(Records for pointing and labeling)
# # # # #

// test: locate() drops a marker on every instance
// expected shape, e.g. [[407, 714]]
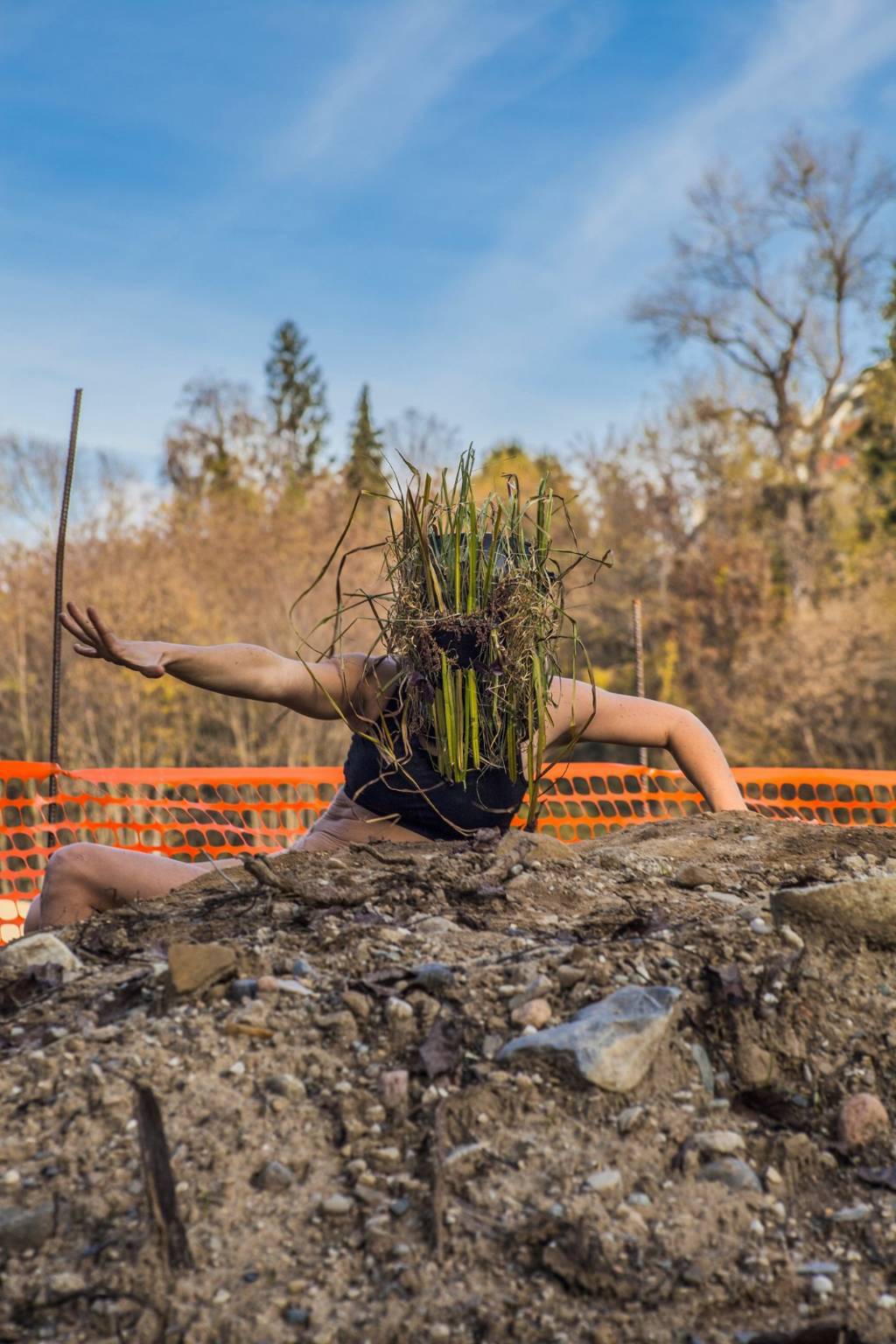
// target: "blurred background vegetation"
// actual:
[[755, 516]]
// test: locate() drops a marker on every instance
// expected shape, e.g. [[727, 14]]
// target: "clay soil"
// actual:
[[458, 1208]]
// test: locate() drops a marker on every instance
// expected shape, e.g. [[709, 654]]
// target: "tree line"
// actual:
[[755, 516]]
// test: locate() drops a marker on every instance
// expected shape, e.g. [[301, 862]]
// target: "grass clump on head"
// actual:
[[473, 613]]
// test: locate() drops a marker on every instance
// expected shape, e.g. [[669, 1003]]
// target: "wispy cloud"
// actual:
[[406, 57], [567, 266]]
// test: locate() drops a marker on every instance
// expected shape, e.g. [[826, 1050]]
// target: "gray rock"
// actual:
[[731, 1172], [433, 975], [273, 1176], [25, 1228], [37, 950], [863, 907], [702, 1060], [610, 1043], [693, 875], [605, 1181]]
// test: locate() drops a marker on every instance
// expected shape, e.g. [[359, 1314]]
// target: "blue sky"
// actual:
[[454, 200]]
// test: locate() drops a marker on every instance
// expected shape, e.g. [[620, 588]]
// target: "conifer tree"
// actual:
[[298, 396], [364, 466]]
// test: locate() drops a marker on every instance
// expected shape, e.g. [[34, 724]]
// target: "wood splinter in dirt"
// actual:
[[438, 1181], [160, 1181]]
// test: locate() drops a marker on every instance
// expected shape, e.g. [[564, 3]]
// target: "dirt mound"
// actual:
[[277, 1106]]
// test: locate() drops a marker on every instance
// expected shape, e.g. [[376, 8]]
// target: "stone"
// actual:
[[860, 906], [273, 1176], [723, 1143], [724, 898], [433, 976], [863, 1118], [394, 1088], [605, 1181], [704, 1065], [810, 1268], [536, 1013], [198, 965], [25, 1228], [630, 1118], [692, 875], [535, 990], [338, 1206], [610, 1043], [852, 1214], [283, 985], [569, 976], [358, 1004], [39, 949], [754, 1065], [731, 1172]]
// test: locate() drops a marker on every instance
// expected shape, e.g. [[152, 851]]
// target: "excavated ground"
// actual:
[[321, 1194]]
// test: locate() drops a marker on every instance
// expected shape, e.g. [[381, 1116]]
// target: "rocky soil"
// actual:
[[280, 1106]]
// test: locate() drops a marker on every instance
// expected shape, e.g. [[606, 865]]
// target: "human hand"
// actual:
[[94, 640]]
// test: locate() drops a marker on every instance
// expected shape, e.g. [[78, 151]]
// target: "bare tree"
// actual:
[[766, 278], [218, 443], [424, 441]]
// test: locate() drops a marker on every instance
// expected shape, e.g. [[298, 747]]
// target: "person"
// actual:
[[387, 794]]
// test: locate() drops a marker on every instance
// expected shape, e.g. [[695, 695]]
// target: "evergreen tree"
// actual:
[[364, 466], [298, 396]]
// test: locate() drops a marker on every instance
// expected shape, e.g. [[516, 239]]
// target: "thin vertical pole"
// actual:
[[52, 815], [637, 639]]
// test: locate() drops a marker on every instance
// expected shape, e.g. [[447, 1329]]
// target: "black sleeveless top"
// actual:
[[424, 800]]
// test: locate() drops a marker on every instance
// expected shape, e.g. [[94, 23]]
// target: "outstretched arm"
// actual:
[[326, 690], [592, 715]]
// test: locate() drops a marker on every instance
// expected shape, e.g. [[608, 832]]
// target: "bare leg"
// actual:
[[82, 879]]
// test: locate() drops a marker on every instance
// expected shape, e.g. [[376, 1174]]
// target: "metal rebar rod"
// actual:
[[52, 814], [637, 637]]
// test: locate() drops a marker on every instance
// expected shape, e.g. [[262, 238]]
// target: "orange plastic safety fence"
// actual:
[[192, 814]]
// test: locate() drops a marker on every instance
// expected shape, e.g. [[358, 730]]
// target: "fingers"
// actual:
[[77, 624]]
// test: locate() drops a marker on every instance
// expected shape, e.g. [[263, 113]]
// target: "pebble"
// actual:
[[433, 975], [818, 1268], [535, 1012], [731, 1172], [393, 1085], [605, 1180], [336, 1206], [298, 1314], [535, 990], [861, 1120], [852, 1214], [40, 949], [724, 898], [25, 1228], [240, 990], [273, 1176], [724, 1143], [692, 875], [281, 984], [630, 1118]]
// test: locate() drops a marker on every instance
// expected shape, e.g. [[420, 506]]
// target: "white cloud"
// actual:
[[407, 55], [570, 262]]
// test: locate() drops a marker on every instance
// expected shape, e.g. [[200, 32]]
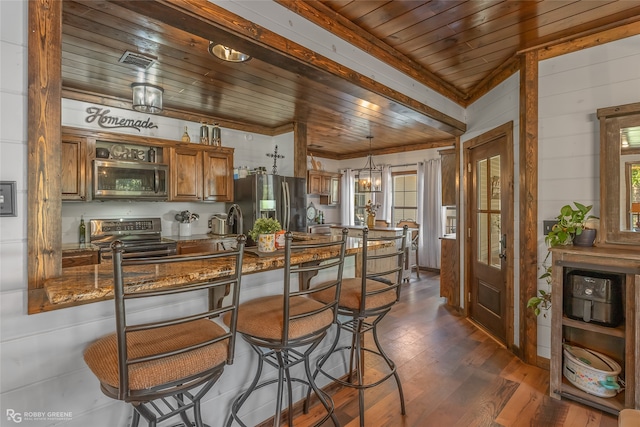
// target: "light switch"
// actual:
[[8, 198]]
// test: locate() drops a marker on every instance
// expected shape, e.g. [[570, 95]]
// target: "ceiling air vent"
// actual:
[[137, 60]]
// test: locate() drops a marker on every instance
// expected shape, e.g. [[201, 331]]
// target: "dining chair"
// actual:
[[285, 329], [364, 302], [163, 362]]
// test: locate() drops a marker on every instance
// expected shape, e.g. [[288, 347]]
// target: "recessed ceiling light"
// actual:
[[227, 53]]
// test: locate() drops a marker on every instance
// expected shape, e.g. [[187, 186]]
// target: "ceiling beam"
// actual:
[[213, 22], [340, 26]]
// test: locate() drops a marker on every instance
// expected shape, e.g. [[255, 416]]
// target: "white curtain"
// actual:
[[387, 195], [430, 212], [347, 195]]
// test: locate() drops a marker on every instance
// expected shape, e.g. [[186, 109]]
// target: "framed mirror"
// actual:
[[620, 174]]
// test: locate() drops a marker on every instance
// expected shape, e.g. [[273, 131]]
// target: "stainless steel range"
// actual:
[[142, 237]]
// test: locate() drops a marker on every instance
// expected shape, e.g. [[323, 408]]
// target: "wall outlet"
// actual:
[[547, 225], [8, 198]]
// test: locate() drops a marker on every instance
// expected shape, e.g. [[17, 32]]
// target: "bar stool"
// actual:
[[157, 363], [364, 301], [284, 329]]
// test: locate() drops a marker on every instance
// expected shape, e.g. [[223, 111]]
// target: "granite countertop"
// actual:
[[73, 248], [95, 282], [360, 227], [197, 237]]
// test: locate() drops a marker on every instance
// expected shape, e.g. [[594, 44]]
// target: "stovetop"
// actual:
[[104, 231]]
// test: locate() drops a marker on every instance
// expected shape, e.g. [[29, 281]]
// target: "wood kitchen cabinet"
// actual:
[[448, 170], [324, 184], [73, 167], [201, 174], [619, 343]]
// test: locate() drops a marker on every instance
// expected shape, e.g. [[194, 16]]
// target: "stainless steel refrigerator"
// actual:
[[272, 196]]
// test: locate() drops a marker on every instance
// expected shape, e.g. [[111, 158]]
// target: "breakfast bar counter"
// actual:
[[84, 284]]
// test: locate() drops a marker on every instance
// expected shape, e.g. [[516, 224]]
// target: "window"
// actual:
[[405, 196]]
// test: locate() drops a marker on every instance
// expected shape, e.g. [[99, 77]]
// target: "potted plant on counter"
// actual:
[[264, 233], [571, 228]]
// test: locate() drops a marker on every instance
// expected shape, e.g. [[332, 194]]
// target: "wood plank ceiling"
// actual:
[[455, 47]]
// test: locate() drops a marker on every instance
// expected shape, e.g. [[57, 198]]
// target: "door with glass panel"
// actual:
[[488, 203]]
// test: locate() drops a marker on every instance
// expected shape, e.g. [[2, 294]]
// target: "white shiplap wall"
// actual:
[[572, 87]]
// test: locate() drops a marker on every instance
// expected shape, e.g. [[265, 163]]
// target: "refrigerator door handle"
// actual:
[[287, 205]]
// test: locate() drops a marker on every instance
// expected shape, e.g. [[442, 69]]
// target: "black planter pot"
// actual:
[[586, 238]]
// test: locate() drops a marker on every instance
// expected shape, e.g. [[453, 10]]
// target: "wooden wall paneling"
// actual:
[[528, 203], [44, 241], [322, 15], [251, 32]]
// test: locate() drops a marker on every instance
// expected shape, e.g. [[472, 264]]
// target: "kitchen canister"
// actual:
[[185, 229], [591, 371]]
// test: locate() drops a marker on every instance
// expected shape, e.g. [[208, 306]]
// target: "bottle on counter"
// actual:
[[185, 135], [82, 231], [204, 133]]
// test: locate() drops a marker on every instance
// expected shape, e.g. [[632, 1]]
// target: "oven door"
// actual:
[[119, 179]]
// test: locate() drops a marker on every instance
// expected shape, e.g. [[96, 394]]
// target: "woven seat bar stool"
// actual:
[[364, 301], [285, 329], [163, 362]]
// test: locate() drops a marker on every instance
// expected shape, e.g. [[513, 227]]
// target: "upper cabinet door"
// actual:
[[218, 173], [73, 172], [186, 174]]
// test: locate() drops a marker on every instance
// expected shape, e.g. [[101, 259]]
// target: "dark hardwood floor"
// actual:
[[453, 374]]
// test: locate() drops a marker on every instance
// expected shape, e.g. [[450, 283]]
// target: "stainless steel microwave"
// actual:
[[122, 179]]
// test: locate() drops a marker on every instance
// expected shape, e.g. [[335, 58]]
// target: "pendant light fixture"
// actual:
[[147, 98], [370, 176], [227, 53]]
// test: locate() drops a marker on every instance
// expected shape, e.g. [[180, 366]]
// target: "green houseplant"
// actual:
[[571, 222], [263, 233]]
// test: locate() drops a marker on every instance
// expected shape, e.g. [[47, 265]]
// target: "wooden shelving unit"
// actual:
[[619, 343]]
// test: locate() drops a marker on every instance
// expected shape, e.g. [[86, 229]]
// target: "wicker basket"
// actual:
[[591, 371]]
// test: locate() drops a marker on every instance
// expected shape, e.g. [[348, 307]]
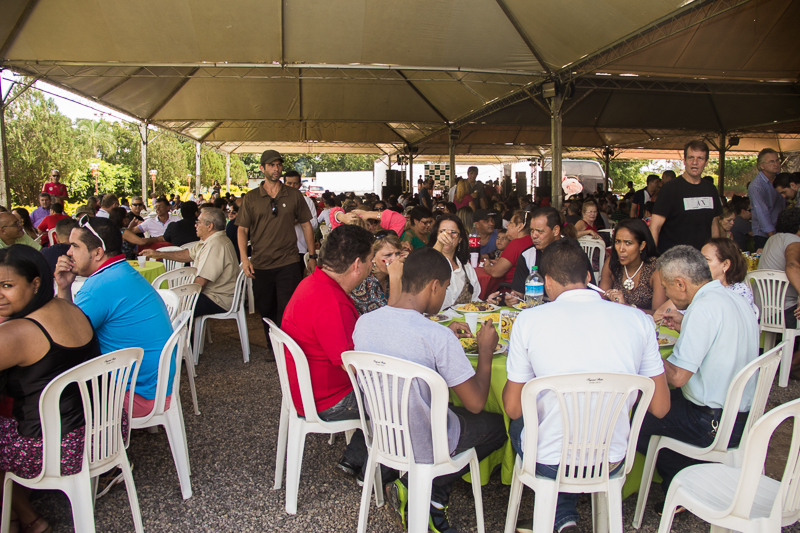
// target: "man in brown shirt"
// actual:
[[270, 212]]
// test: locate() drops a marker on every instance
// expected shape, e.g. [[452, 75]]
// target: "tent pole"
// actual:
[[5, 190], [227, 173], [555, 153], [197, 168], [721, 174], [143, 137]]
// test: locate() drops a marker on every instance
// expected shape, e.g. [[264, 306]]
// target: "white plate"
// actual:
[[492, 309], [672, 340]]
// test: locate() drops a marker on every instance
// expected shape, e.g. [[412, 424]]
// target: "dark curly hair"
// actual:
[[462, 251], [641, 233], [788, 221], [345, 244]]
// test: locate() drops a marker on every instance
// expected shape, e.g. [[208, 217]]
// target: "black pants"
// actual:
[[272, 290], [207, 306]]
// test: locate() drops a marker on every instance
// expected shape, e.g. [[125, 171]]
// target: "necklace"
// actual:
[[628, 284]]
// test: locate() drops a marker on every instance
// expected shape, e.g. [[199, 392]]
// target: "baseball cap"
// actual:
[[270, 156], [482, 214]]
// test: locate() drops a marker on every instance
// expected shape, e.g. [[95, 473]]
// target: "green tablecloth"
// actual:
[[504, 457], [151, 270]]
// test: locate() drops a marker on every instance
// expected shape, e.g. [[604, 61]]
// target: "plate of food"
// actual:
[[470, 346], [476, 307], [666, 340]]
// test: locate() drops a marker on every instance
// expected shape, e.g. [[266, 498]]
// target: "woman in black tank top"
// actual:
[[43, 336]]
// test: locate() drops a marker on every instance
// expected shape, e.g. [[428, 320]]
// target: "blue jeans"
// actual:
[[567, 503], [685, 423]]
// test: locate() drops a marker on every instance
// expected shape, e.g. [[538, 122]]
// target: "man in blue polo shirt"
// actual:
[[123, 307]]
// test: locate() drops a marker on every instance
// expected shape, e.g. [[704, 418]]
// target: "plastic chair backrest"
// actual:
[[171, 300], [176, 277], [174, 347], [386, 384], [102, 382], [280, 343], [590, 404], [766, 366], [787, 502], [769, 291]]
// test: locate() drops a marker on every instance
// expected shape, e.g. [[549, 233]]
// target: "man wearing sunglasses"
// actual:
[[267, 218], [125, 310]]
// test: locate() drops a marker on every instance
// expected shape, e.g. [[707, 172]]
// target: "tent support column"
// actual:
[[723, 147], [555, 153], [227, 173], [197, 168], [143, 131]]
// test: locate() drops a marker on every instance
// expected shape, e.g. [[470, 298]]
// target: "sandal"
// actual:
[[42, 524]]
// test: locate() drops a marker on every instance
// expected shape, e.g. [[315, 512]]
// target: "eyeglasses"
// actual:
[[84, 223]]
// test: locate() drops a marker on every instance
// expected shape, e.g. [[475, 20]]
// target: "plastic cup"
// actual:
[[472, 322]]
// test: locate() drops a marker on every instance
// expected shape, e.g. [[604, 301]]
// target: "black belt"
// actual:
[[717, 413]]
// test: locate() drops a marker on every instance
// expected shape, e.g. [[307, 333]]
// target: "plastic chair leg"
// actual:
[[419, 500], [180, 453], [280, 455], [647, 479], [513, 504], [241, 321], [294, 463], [475, 474], [133, 500]]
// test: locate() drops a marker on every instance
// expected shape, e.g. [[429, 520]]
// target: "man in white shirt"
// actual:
[[719, 337], [292, 179], [158, 224], [538, 348]]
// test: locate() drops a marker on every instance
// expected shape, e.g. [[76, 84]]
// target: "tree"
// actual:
[[39, 138]]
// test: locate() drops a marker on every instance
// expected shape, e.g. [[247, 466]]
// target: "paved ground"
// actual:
[[232, 454]]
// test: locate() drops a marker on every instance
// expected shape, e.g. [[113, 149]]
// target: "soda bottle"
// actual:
[[534, 288]]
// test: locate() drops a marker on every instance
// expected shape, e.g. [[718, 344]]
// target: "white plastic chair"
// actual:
[[717, 451], [236, 312], [176, 277], [590, 404], [386, 383], [589, 246], [102, 382], [172, 418], [769, 292], [293, 427], [171, 300], [743, 499], [188, 295]]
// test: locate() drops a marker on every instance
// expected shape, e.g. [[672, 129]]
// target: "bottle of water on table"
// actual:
[[534, 288]]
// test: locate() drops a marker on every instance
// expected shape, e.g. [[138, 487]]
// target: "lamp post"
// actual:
[[95, 172], [153, 173]]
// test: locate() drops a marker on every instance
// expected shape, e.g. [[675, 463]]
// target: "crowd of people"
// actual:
[[345, 272]]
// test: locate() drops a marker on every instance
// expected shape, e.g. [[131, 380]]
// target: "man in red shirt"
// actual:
[[321, 317], [56, 189], [49, 222]]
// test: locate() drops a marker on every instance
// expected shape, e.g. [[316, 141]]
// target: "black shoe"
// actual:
[[349, 469]]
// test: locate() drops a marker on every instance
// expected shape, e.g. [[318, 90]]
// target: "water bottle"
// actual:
[[534, 288]]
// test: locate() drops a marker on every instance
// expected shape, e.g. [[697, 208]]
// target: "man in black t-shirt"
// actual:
[[687, 205], [643, 196]]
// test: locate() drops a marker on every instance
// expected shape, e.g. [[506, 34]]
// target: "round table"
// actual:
[[151, 270]]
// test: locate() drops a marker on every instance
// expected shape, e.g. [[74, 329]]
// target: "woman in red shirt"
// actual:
[[519, 235]]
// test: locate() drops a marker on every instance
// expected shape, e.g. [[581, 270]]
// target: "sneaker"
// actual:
[[397, 497], [438, 522], [108, 480]]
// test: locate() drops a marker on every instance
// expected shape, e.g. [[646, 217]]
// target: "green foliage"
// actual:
[[39, 138], [117, 179]]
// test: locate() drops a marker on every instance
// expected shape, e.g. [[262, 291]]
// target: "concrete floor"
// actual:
[[232, 453]]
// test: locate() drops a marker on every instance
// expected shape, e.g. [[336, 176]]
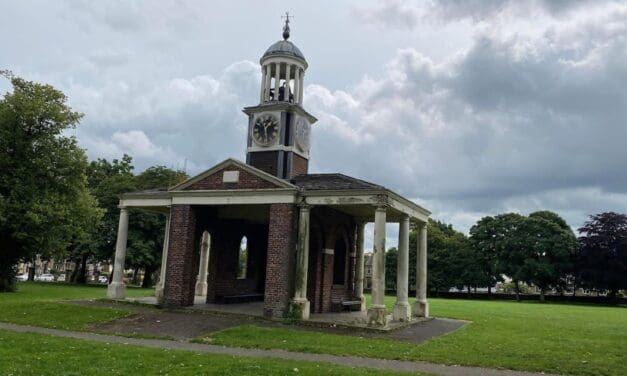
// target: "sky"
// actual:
[[469, 108]]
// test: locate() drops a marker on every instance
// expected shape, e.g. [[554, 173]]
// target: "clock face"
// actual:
[[265, 129], [302, 134]]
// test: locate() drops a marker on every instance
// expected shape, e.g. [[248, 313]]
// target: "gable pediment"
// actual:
[[232, 174]]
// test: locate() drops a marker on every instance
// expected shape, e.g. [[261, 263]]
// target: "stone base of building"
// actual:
[[116, 290], [201, 288], [421, 308], [299, 309], [401, 312], [377, 316], [159, 294]]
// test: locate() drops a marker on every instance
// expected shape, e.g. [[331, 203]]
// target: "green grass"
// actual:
[[37, 354], [40, 304], [557, 338]]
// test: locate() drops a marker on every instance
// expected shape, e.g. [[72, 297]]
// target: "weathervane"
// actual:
[[286, 28]]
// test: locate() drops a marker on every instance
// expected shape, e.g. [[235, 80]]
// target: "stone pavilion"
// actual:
[[267, 230]]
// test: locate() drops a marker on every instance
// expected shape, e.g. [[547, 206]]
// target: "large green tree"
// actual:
[[603, 247], [549, 251], [43, 199], [145, 243]]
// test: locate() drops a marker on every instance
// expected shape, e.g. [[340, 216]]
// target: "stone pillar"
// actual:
[[421, 306], [262, 91], [164, 261], [268, 82], [277, 80], [300, 87], [117, 288], [201, 280], [297, 85], [287, 82], [376, 313], [359, 268], [280, 260], [402, 310], [300, 304], [182, 267]]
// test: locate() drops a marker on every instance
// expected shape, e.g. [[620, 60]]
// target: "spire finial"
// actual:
[[286, 28]]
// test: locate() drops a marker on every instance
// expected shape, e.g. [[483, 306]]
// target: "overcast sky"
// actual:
[[470, 108]]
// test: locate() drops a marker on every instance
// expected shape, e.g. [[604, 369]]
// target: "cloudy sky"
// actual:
[[470, 108]]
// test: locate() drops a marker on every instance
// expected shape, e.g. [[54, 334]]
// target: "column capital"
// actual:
[[304, 206]]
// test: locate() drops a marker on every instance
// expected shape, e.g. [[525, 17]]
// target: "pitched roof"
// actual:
[[280, 183], [316, 182]]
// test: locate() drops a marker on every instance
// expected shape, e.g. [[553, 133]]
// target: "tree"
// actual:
[[145, 243], [43, 197], [603, 250], [566, 265], [549, 252], [484, 241], [498, 237], [444, 249]]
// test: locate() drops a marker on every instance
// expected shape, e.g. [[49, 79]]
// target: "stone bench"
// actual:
[[241, 298]]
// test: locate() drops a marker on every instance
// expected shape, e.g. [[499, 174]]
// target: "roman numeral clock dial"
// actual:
[[266, 129]]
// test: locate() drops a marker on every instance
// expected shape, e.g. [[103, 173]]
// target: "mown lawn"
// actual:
[[37, 354], [556, 338], [40, 304]]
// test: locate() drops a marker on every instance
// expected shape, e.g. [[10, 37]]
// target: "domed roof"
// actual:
[[284, 48]]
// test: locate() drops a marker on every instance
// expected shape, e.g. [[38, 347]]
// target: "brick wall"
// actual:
[[280, 259], [182, 265], [266, 161], [246, 181], [299, 165]]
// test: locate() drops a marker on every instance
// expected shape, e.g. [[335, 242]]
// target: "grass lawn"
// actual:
[[557, 338], [37, 354], [39, 304]]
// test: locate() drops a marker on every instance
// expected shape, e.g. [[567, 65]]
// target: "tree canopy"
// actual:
[[44, 202]]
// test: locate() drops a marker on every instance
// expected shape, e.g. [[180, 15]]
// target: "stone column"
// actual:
[[277, 80], [164, 261], [300, 304], [359, 267], [286, 95], [300, 87], [297, 85], [421, 307], [268, 82], [262, 91], [402, 310], [117, 288], [376, 313], [201, 280]]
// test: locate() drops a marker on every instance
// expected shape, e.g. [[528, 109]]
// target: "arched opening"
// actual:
[[242, 259], [339, 262]]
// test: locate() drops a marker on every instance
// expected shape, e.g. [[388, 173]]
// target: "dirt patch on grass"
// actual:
[[148, 321]]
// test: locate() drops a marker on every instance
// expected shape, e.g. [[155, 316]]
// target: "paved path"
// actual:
[[351, 361]]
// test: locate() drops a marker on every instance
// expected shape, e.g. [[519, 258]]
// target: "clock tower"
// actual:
[[279, 128]]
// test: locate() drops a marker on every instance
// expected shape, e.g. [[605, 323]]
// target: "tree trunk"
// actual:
[[82, 276], [148, 271], [75, 271]]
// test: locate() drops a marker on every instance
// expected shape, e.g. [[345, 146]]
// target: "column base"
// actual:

# # # # #

Render the lines from the start of the records through the line that contains "[[458, 1208]]" as a Markdown table with the columns Row and Line, omitting blank lines and leaving out the pictures.

▸ Response to the task:
| Row | Line |
|---|---|
| 1 | // test: locate() drops a marker on every instance |
| 2 | // expected shape, e.g. [[407, 714]] |
| 3 | // target: "blurred background vegetation" |
| 4 | // actual: |
| 5 | [[755, 516]] |
| 6 | // test: locate() drops a marker on every instance |
| 7 | // expected shape, e.g. [[727, 14]] |
| 8 | // target: "clay soil" |
| 9 | // actual: |
| 10 | [[458, 1208]] |